Corrado Farina attraverso lo schermo
Un amico di Nocturno se ne va...
Il titolo Corrado Farina attraverso lo schermo fa riferimento al pezzo che leggerete qui sotto, una presentazione dell’autobiografia di Corrado, che un paio di mesi fa è stato pubblicato su Nocturno. Adesso Corrado non c’è più, ha attraversato – e lo voglio dire senza alcuna retorica – l’ultimo schermo. C’è una scuola di pensiero che sostiene che di là, troviamo quello che desideriamo trovare. Io ci credo. E se è così, sono certo che Corrado si divertirà un sacco a fare cinema.
Le biografie e a maggior ragione le autobiografie sono come il cinema. Le si può strutturare come un lunghissimo piano sequenza che comprenda, quindi, tutto ciò che rientra nell’inquadratura – tutto ciò che è rientrato nella vita –, in un piano generale e onnicomprensivo; oppure si sceglie di raccontarle a stacchi, operando un montaggio hitchockiano che separi l’inutile e il noioso, dall’utile e dall’appassionante. Corrado Farina – al quale oramai mi viene prima da pensare come al collaboratore decennale di Nocturno, columnist con la sua rubrica fissa Sfarinature, che come al regista di … Hanno cambiato faccia e Baba Yaga, ha appena dato alle stampe la sua autobiografia che appartiene decisamente al secondo tipo sopracitato: si intitola Attraverso lo schermo e quando leggerete questo pezzo sarà già apparsa per i tipi del Foglio letterario. Se la definissi una cinebiografia, il neologismo potrebbe suonare enigmatico, ma di fatto Oltre lo schermo è un resoconto dei fatti memorabili della vita di Corrado Farina con al centro il cinema, il cinema visto, fatto, pensato, amato. Gliel’ho chiesto, a Corrado, come mai, abbia incardinato il racconto su questa forza cogente centripeta, il cinema: «Beh, la risposta è già nei quattro participi passati che hai usato. Comunque, la colpa è di Gordiano Lupi: è un piccolo editore che supplisce alla sua ridotta dimensione editoriale con una straordinaria carica di entusiasmo, e caso vuole che questo entusiasmo riguardi soprattutto il cinema. Poco più di un anno fa lo incontro e mi dice: “Perché non scrivi una tua autobiografia?”; “Sei matto? – rispondo – Chiedilo a Indiana Jones. Io non ho mica avuto una vita così avventurosa”; “Intendevo una specie di “autobiografia cinefila”: i film che hai visto, che hai amato, quelli che hai fatto, quelli che non sei riuscito a fare”; “Ma a chi vuoi che interessi una cosa del genere?”; “Prima di tutto a me, e magari anche a qualche altro “deviante”, fissato per il cinema come lo siamo tu ed io”. Ora, tu sai che è pericoloso contraddire i fissati. Può andare a finire male. Così ho preso le mie agende e agendine degli anni passati, i miei quadernetti adolescenziali di critiche cinematografiche, mi sono seduto al computer e ho provato a buttare giù qualche riga. Che poi sono diventate molte di più…”.

========================

[OBIETTIVO A]: Riporta senza modifiche il passo dell'articolo su Corrado Farina che comincia con le parole contenenti "Il titolo Corrado" e si chiude con "a fare cinema.".

========================

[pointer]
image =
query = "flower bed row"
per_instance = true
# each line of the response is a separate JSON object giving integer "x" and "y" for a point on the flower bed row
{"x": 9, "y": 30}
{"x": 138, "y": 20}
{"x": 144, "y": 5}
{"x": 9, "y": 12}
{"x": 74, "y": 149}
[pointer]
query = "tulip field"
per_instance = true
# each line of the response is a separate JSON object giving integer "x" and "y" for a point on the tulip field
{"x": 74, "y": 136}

========================

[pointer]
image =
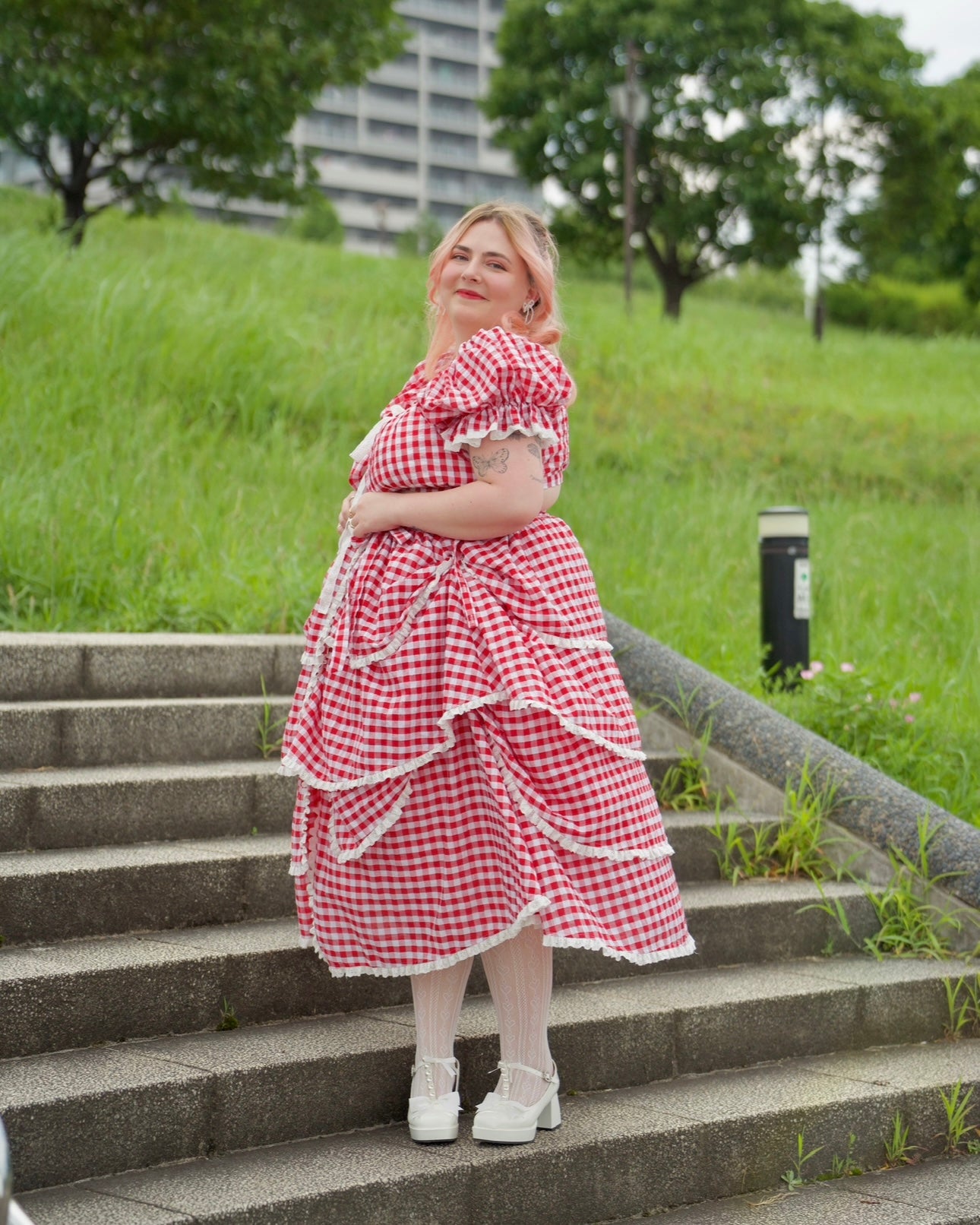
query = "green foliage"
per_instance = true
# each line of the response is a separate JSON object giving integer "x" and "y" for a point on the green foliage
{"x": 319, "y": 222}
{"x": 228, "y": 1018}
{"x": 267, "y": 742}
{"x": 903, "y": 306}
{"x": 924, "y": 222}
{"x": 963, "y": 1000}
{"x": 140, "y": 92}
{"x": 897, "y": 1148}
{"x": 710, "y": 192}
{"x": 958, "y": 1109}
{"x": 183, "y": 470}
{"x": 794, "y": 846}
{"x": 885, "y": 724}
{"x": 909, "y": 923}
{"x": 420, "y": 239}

========================

[OBIETTIVO B]: Estrai dai record ogni riga in cui compare la stringa "line".

[SOLUZIONE COMPLETA A]:
Il titolo Corrado Farina attraverso lo schermo fa riferimento al pezzo che leggerete qui sotto, una presentazione dell’autobiografia di Corrado, che un paio di mesi fa è stato pubblicato su Nocturno. Adesso Corrado non c’è più, ha attraversato – e lo voglio dire senza alcuna retorica – l’ultimo schermo. C’è una scuola di pensiero che sostiene che di là, troviamo quello che desideriamo trovare. Io ci credo. E se è così, sono certo che Corrado si divertirà un sacco a fare cinema.

[SOLUZIONE COMPLETA B]:
# each line of the response is a separate JSON object giving integer "x" and "y" for a point on the flower bed row
# each line of the response is a separate JSON object giving integer "x" and "y" for a point on the tulip field
# each line of the response is a separate JSON object giving integer "x" and "y" for a point on the green foliage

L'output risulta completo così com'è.